(Dataset entries)
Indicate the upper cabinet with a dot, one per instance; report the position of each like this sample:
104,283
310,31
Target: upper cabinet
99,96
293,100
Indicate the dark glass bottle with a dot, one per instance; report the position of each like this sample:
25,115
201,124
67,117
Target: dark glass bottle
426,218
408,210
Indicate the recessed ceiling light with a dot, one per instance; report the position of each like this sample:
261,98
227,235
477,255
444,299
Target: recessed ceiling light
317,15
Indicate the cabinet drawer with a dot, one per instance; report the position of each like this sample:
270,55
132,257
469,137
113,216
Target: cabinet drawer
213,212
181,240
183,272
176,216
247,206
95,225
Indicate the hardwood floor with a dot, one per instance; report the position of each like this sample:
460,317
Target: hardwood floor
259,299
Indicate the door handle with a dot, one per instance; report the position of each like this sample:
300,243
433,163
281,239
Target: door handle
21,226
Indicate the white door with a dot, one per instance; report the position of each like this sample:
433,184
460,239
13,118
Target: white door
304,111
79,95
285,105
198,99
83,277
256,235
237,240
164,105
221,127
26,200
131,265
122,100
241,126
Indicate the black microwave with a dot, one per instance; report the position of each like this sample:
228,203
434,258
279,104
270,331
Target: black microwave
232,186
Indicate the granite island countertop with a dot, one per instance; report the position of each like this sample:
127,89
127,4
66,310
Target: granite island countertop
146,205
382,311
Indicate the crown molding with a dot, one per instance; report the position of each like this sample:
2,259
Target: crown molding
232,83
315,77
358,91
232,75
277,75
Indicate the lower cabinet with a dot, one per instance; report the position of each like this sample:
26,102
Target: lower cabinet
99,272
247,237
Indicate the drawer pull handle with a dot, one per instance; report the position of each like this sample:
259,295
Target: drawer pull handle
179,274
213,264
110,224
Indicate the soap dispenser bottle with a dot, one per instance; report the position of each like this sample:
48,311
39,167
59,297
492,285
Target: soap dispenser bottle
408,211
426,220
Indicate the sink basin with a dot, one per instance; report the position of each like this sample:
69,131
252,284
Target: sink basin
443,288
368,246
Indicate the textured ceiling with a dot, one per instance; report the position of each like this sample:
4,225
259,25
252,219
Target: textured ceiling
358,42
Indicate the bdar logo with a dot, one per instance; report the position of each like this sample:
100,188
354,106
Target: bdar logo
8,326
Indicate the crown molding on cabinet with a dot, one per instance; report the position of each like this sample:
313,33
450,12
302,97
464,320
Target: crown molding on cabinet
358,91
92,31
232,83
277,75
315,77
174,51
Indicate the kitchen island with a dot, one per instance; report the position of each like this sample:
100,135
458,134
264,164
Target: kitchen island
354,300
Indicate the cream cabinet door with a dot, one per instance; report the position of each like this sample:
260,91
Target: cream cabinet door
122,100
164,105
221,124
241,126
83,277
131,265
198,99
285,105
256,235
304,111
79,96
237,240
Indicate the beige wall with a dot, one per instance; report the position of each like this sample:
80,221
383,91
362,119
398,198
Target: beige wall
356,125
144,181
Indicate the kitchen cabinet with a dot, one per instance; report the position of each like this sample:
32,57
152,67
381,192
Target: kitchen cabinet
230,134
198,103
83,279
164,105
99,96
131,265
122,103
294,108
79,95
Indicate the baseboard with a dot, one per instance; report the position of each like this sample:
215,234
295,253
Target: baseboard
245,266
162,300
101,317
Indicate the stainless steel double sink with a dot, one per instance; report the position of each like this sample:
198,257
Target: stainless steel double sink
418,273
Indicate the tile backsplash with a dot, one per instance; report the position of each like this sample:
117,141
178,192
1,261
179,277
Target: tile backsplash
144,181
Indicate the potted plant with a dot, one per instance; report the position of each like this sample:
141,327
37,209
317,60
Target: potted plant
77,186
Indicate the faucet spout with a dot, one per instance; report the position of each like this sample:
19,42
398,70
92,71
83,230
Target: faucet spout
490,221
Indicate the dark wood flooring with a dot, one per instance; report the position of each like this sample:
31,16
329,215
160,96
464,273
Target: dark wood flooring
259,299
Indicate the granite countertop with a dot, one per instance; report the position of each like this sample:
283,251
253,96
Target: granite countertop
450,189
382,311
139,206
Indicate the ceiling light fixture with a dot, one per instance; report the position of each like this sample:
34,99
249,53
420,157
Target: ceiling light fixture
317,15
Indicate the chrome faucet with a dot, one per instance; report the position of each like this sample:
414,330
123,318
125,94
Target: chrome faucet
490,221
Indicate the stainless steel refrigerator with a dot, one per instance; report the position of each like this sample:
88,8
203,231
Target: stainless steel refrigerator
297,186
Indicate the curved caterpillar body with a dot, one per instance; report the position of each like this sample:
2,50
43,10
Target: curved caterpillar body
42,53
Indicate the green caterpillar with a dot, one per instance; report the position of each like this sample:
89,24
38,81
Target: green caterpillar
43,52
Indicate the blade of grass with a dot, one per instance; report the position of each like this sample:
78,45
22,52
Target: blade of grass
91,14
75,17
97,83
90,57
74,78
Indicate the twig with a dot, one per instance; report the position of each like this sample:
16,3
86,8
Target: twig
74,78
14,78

■ **What is required**:
Give back exactly the lines running from the line containing "Indicate the curved" through the end of the material above, both included, and nothing beyond them.

■ **Reply to the exercise**:
Indicate the curved caterpillar body with a dot, one per instance; report the position of each like this sample:
2,50
43,10
Target: curved caterpillar body
42,53
Indicate the green caterpillar with a dot, one per instance; report the position of each like this sample:
89,24
38,81
Target: green caterpillar
43,52
Indicate the blade of grass with a dot, one per instance; report the position of each like this sample:
78,45
22,52
Target: blade of grass
91,14
75,17
97,83
90,57
74,78
Indicate the twig with a dot, one per instance; report the position of each like this sample:
16,3
86,8
Target: twig
74,78
14,78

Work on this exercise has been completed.